* SUPPLIED MATERIAL *
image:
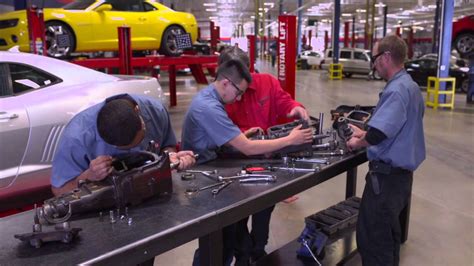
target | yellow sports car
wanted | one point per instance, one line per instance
(91, 25)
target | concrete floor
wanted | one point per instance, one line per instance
(441, 228)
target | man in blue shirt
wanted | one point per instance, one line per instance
(120, 124)
(207, 127)
(395, 148)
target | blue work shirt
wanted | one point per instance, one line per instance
(399, 115)
(81, 143)
(207, 125)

* AIM OF THE EXERCISE *
Without the pictures, give back every record precisely as shown.

* FINISHED TASK *
image:
target | yellow sports car
wanted | one point per instance, one line per instance
(91, 25)
target | concrete floor
wanted | one point per instance, one line per instance
(441, 228)
target | man in blue shirt
wanted | one point per instance, one line per instance
(120, 124)
(207, 127)
(395, 148)
target | blue work shirt
wanted | one point per instance, one line per instance
(399, 115)
(81, 143)
(207, 125)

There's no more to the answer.